# start of Extracted entries

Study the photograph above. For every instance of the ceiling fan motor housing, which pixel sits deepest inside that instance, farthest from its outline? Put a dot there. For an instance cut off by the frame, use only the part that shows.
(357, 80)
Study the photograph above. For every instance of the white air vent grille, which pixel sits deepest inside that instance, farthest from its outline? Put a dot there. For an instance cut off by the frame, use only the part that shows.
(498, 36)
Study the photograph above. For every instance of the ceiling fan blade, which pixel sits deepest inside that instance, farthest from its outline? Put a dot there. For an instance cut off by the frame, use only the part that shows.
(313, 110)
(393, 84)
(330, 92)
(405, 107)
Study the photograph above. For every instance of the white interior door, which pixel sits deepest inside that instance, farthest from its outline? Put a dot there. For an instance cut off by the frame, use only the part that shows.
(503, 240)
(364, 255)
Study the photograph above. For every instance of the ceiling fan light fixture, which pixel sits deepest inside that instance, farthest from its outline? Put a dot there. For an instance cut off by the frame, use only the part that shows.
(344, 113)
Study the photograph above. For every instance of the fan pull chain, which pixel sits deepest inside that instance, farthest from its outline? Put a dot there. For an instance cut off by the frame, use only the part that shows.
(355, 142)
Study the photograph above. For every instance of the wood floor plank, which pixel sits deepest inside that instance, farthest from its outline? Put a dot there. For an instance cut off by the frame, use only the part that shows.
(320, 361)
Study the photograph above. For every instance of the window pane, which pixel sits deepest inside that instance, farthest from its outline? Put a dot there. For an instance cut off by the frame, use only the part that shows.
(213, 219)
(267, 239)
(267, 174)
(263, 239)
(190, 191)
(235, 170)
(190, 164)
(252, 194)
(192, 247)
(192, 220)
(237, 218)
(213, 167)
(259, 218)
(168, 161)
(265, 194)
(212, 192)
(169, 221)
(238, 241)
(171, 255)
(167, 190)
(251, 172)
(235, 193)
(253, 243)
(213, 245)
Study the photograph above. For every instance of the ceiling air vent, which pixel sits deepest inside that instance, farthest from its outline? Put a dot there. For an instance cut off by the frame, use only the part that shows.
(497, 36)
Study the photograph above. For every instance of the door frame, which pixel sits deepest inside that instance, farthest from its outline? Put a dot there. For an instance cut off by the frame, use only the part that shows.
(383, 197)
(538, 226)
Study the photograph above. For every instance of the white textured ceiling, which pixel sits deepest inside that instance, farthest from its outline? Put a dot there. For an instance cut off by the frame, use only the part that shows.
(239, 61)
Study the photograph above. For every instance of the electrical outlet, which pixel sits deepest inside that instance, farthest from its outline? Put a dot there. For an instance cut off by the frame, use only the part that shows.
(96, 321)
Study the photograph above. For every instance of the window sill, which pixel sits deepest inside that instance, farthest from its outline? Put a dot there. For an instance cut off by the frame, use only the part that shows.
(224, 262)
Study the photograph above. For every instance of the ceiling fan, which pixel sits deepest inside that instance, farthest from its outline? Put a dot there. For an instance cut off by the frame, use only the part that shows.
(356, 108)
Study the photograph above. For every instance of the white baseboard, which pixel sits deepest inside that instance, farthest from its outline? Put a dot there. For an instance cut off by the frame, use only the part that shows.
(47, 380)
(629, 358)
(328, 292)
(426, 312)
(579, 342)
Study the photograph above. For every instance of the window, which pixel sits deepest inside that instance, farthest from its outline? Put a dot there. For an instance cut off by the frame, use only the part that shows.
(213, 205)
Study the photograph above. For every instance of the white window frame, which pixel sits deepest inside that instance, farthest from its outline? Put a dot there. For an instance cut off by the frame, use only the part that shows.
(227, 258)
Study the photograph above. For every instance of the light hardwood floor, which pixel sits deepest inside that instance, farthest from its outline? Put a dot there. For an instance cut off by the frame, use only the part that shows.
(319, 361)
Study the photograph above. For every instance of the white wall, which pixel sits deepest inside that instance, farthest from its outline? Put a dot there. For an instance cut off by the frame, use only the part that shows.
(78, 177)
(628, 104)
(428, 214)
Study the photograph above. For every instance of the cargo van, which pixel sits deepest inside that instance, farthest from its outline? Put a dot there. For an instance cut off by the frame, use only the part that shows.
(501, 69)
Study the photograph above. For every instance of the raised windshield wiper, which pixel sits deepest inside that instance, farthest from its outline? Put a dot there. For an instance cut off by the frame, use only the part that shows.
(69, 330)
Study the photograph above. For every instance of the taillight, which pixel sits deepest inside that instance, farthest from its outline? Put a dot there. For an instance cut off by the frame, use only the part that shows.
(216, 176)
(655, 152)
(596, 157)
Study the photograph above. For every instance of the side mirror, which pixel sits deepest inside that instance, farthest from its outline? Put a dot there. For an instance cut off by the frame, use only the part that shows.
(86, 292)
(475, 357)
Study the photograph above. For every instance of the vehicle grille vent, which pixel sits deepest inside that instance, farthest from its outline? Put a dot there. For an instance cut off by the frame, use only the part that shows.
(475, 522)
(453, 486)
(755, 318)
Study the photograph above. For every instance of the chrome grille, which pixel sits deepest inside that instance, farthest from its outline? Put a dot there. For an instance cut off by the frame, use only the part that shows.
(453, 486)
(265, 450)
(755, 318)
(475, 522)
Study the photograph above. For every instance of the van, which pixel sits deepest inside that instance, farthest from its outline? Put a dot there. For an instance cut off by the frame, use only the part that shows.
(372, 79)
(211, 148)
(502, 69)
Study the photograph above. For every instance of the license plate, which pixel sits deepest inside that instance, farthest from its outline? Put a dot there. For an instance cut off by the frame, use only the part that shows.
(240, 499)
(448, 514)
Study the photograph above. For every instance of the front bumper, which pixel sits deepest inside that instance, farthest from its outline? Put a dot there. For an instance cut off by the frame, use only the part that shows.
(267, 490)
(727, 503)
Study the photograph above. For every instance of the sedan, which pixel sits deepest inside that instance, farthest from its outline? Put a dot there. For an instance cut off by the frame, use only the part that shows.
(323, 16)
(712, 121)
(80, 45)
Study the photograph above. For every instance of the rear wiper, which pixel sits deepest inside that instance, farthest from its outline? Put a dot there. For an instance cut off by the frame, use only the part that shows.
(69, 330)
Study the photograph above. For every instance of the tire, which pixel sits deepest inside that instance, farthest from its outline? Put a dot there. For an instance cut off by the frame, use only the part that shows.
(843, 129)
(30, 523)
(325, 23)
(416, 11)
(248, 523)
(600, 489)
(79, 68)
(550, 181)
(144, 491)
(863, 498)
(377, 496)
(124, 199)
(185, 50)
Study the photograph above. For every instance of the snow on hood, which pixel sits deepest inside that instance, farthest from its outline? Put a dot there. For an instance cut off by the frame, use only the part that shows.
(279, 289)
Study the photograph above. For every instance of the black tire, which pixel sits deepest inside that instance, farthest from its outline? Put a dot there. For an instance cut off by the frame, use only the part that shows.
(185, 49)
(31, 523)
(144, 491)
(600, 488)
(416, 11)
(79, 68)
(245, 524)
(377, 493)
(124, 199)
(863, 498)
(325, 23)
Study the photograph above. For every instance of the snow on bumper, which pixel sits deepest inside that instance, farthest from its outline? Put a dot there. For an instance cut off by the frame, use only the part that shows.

# end of Extracted entries

Task prompt: Copy out all of the items above, substituting "Mark that spot" for every "Put a dot there" and leaving everything else unchanged.

Solved problem:
Study the photograph above. For every instance of the ceiling fan motor housing, which pixel sits deepest inside that instance, farthest from its outline? Mark that spot. For an instance cut off by the frame, use only the part that shows.
(357, 80)
Study the photograph above. For every instance of the white air vent grille, which pixel sits deepest inside that instance, farthest from its outline? Mark that spot. For an instance cut off by the frame, use only the part that shows.
(498, 36)
Study the photograph above. For every instance of the ceiling fan blade, which pixel sits deepest inside that instance, farthest from its outline? Mark that spot. For an instance cut off by the frame, use only the part that shows.
(313, 110)
(393, 84)
(330, 92)
(405, 107)
Study the photograph above. For every instance of the white interior door, which pixel sits deepest inside that instance, farthest from its outline? Mark that spot. For an instance cut off by the frame, use only the part that shows.
(503, 240)
(364, 255)
Study the photograph above. For every instance of the ceiling fan light fixture, which pixel sits deepest inside that instance, farthest from its outline? Mark that spot. For an instance cut off by the frame, use only the part that shows.
(344, 113)
Study the photograph above. For every instance of the fan pull chain, which pixel sits deepest inside that instance, farthest from its outline? Mark that spot. For an instance cut off by the frame, use only the part that shows.
(355, 142)
Study the photograph above. For every instance of the wood floor plank, which pixel sits deepest inside that instance, farthest from its outline? Mark that spot. For an instance cut off by the frame, use only the part that shows.
(320, 361)
Study the photograph above. For every instance of the window pane, which pixel sits deepest inside that instance, farthest from its outline? Mark that spot. For an instance cut off by the frame, use only the part that shows.
(213, 219)
(267, 239)
(267, 174)
(263, 239)
(190, 191)
(235, 170)
(190, 164)
(252, 194)
(192, 247)
(192, 220)
(237, 218)
(213, 167)
(259, 218)
(168, 161)
(265, 194)
(212, 192)
(169, 221)
(238, 241)
(171, 255)
(167, 190)
(251, 172)
(235, 193)
(253, 243)
(213, 245)
Study the photograph above. For every instance of the ceiling air vent, which pixel sits deepest inside that instance, farthest from its outline? Mark that spot. For an instance cut off by the frame, use only the part that shows.
(497, 36)
Study the photograph above. For every instance of the door frame, which pixel sits deepest inside that instance, farthest from its outline? Mark that spot. For an instance cut off by the frame, use only the part that shows.
(383, 197)
(538, 226)
Study the photograph above. For every instance of the white textured ceiling, which pixel sits deepest inside that instance, farthest from its outline? Mark that spot. For an instance cut off by the frame, use only the part that shows.
(239, 61)
Study the photograph above. For every instance of the electrical outlet, which pixel sits deepest inside that instance, farthest from its outline? Mark that spot. For an instance cut off by the frame, use only the part that shows.
(96, 321)
Study the photograph above. For every instance of the window sill, which pixel sits deepest inside that instance, farthest from its outline? Mark that spot. For an instance cut off by the frame, use only the part that shows.
(224, 262)
Study the photograph above. For every instance of the ceiling fan, which pixel sits deepest inside that instance, farthest from its outline? Mark that spot. For an instance cut off by the frame, use only the part that shows.
(356, 108)
Study the photograph above. For every instance of the white baseboard, which pixel sits deepest inside that instance, farthest from its outline? Mark that spot. For an instance cut off by the frame, use only the part that shows.
(47, 380)
(629, 358)
(328, 292)
(426, 312)
(579, 342)
Study the photograph above. For every instance of the window, which pixel sits deepest inside that instance, farthest from its outline? Mark that spot. For an instance cut off by the frame, use only the part that shows.
(213, 205)
Study the photograph above. For every instance of the white window frame, which pixel sits deepest inside that instance, farthest from its outline? Mark that spot. For an instance cut off by the frame, use only the part that shows.
(227, 258)
Study the photograph above. For every instance of the light hardwood floor, which pixel sits deepest inside that instance, farthest from its outline? Mark that spot. For an instance cut off by the frame, use only the part that shows.
(319, 361)
Study the photograph above. For every instance of the white wall, which pixel sits deepest inside that instance, farthest from its outline? Mark that spot. For an instance cut off by the frame, use only the part that shows.
(78, 177)
(628, 104)
(428, 214)
Study the photograph above. For every instance of the cargo van, which pixel sits deepest inside that instance, farthest from its outline? Mark that spot. For an instance cut off by the frame, use only the part that shows.
(501, 69)
Study the photograph above. For every instance of the raised windshield wiper, which pixel sits deepest inside that instance, farthest from its outline? Mark that spot. For an instance cut off by the frame, use only the part that shows.
(69, 330)
Study the photograph above. For every instance of the taillight, which pixel sits deepest inside that instance, farthest from its outline? Mark that spot. For an instance cut off by the frame, use only the part that shows.
(216, 176)
(655, 152)
(596, 157)
Study the photograph above. For every instance of the side mirror, which pixel sits deepest inside that instance, farthest from its outline? Mark that spot. For an instance cut off by the frame, use only the part that shows.
(86, 292)
(475, 357)
Study the photograph above. For every instance of the vehicle grille vent, which pixel sits deepest inside that instance, farthest from its outline? Mark that spot. For an instance cut off by the frame, use only the part that shows.
(475, 522)
(453, 486)
(755, 318)
Study the photograph above. For every instance of the chrome grille, which pixel sits deepest inside that instance, farthest from its outline? Mark that spot. For an instance cut off by the frame, use only the part that shows.
(453, 486)
(265, 450)
(755, 318)
(475, 522)
Study the photograph above. For every instance of the van, which pixel sits deepest inside that instance, farthest from its outline? Mark that spot. For an instance cut off by the frame, use only the part that shows.
(372, 79)
(211, 148)
(502, 69)
Study the photograph above. For every instance of the license plate, which pixel sits deepest inside that instance, farthest from its outline? Mark that spot. For an instance cut off by the frame, use only the part that shows.
(240, 499)
(448, 514)
Study the photograph above. For every instance of the front bumper, which pixel sits deepest inside that instance, farthest from its outline? Mark that spot. For an instance cut off by the frame, use only the part that shows.
(267, 490)
(727, 503)
Study the photograph above. For every instance of the sedan, which pixel sits deepest inside that instance, farthest from its outline? Mark that spot. For an instance cut off by the frame, use only the part that shows.
(323, 16)
(712, 121)
(80, 45)
Study the photograph above. For every instance of the rear wiper, which pixel sits deepest inside that instance, farthest from its outline? Mark that spot. For an instance cut off by the frame, use only the part that shows.
(69, 330)
Study the photograph above. For every instance of the tire, which pixel sits deepest inside that instance, farthest from its outline? Mark that spot. For an instance cut off by the frame, use only the part that shows.
(843, 129)
(30, 523)
(325, 23)
(416, 11)
(248, 523)
(600, 489)
(79, 68)
(550, 181)
(144, 491)
(863, 498)
(377, 496)
(124, 199)
(185, 50)
Study the photograph above. For every instance of the snow on hood, which pixel sits deepest inside that instance, farthest from its outline? Mark that spot. For an instance cut off by the frame, use only the part that shows.
(279, 289)
Study the photograph above. For every instance of the black tire, which pixel sits deepest inside that instance, farthest from its outline? Mark that spot. For an instance cut off by the frame, use only the part that shows.
(185, 49)
(31, 523)
(144, 491)
(600, 488)
(416, 11)
(79, 68)
(245, 524)
(377, 493)
(124, 199)
(863, 498)
(325, 23)
Study the photograph above. For every instance of the snow on bumper, which pixel sits deepest inside that instance, farthest from its outline? Mark that spot. For an instance cut off by the frame, use only the part that shows.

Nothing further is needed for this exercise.